━━ Records for this task

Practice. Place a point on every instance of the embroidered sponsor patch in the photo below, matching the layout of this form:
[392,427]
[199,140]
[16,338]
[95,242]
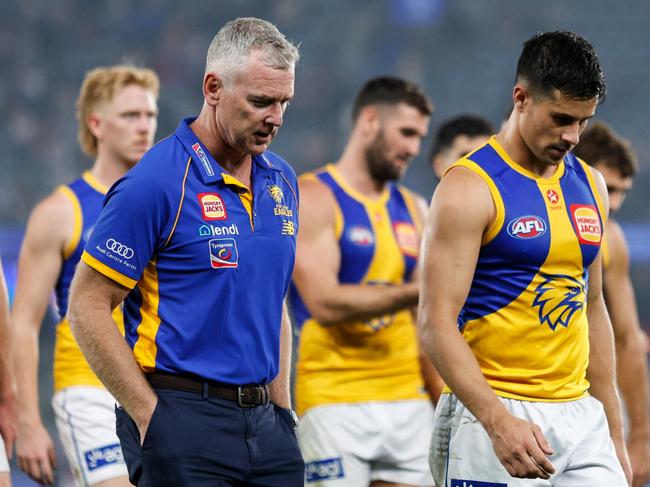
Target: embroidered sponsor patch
[328,469]
[223,253]
[106,455]
[212,206]
[203,158]
[407,238]
[587,224]
[361,235]
[475,483]
[529,226]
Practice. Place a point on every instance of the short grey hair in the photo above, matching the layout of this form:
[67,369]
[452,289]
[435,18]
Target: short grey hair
[238,38]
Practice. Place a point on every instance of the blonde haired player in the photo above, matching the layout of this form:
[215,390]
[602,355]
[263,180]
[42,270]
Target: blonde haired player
[117,113]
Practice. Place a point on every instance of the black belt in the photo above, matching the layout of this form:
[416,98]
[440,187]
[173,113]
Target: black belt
[246,396]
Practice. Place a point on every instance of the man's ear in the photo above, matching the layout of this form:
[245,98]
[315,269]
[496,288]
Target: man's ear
[212,88]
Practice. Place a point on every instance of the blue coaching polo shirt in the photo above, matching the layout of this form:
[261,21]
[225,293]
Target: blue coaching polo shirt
[208,263]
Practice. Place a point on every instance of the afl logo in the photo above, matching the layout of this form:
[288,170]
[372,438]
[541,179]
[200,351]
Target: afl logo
[361,236]
[119,249]
[529,226]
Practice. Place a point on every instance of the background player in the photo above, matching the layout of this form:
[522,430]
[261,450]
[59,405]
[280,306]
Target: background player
[457,137]
[358,381]
[7,393]
[613,157]
[117,114]
[511,305]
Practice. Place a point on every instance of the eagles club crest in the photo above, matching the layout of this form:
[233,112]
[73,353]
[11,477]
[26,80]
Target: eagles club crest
[559,297]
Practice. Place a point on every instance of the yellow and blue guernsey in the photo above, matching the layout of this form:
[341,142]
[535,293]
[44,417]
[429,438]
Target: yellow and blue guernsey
[207,260]
[70,367]
[525,318]
[375,360]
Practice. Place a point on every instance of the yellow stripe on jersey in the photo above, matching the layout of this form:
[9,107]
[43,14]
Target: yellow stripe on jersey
[78,222]
[493,229]
[145,348]
[107,271]
[70,366]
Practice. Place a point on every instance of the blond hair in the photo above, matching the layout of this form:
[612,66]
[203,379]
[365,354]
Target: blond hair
[100,86]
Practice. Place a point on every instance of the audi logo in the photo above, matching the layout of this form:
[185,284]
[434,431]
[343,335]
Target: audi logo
[121,250]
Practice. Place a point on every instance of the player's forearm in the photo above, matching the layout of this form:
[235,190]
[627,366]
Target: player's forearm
[600,371]
[279,390]
[458,367]
[25,366]
[109,356]
[348,303]
[633,383]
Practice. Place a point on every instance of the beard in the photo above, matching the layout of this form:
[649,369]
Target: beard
[381,168]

━━━━

→ **The request**
Output all of the data exactly as it stands, minus any images.

→ **Answer to this task**
Practice. Place a point on every instance of the embroidered sponsor patch in the photo below, matching the layout of this form:
[392,427]
[199,140]
[16,338]
[95,242]
Target: embroidered sponsor patch
[328,469]
[223,253]
[106,455]
[212,206]
[203,158]
[407,238]
[587,224]
[361,235]
[475,483]
[529,226]
Practice. Place a point on every instance of the short grey hair in the photo above, matching the layout of this form:
[67,369]
[452,289]
[435,18]
Target: short grey hair
[238,38]
Practice. Place a point on every instance of the blonde haired player in the photo above, matching the layout of this form:
[215,390]
[602,355]
[263,180]
[42,270]
Target: blonde haired player
[117,113]
Practice. Place a point on every instance of the black belt in the photo above, matching the layout of this form:
[416,98]
[440,187]
[173,113]
Target: black belt
[246,396]
Practice. Place a point on every instance of the man's ear in the photo above, matching the layout of this form:
[245,98]
[315,269]
[496,288]
Target: man's ear
[212,88]
Practice. Place a point on every instance of the blue coaching polo shirt in the photo above, matching the layout of this form:
[261,21]
[225,293]
Target: blue coaching polo shirt
[208,263]
Practice. Place a point on every instance of the afl logo in the photo above, matching the layout of this form:
[288,170]
[372,438]
[541,179]
[200,351]
Target: afl logo
[361,236]
[119,249]
[529,226]
Practice. Place a point on every instance of the background player in the photo above, matching the layout of this form:
[522,430]
[261,450]
[59,405]
[280,306]
Target: background player
[457,137]
[358,381]
[7,393]
[613,157]
[117,114]
[511,305]
Practice. Place a point on every instance of the eagles club crest in the photo above, matching the layout of this form:
[233,112]
[73,353]
[11,477]
[26,80]
Target: eagles club crest
[559,297]
Practice. Place a point on every instance of the yellow and blue guernsey in the photo above, matching the layout of this form:
[341,142]
[535,293]
[44,417]
[429,438]
Target: yellow and blue guernsey
[207,260]
[70,367]
[525,318]
[375,360]
Practice. Place a point on every instance of the yellow stripe on jersey in the photo above, matching the layout of this form:
[9,107]
[43,14]
Target: yellow stripe on jersey
[78,222]
[493,229]
[145,348]
[107,271]
[70,366]
Practice. Place a point on every instance of the blond hair in the photo above, matching the layout of this form:
[612,66]
[203,379]
[365,354]
Target: blond hair
[100,86]
Practice. Place a point on every instance of the audi logo in the photo above, matching the layout of this form:
[185,284]
[434,431]
[343,335]
Target: audi logo
[121,250]
Practice. Place a point on every instance of the player's forearm in the photo above, matching the layout of this form:
[235,190]
[627,366]
Target: player's forearm
[600,371]
[279,390]
[458,367]
[25,366]
[109,356]
[348,303]
[633,383]
Practice. Place a point on every instance of the beard in the photo above, matching the layout of this form:
[649,369]
Target: beard
[381,168]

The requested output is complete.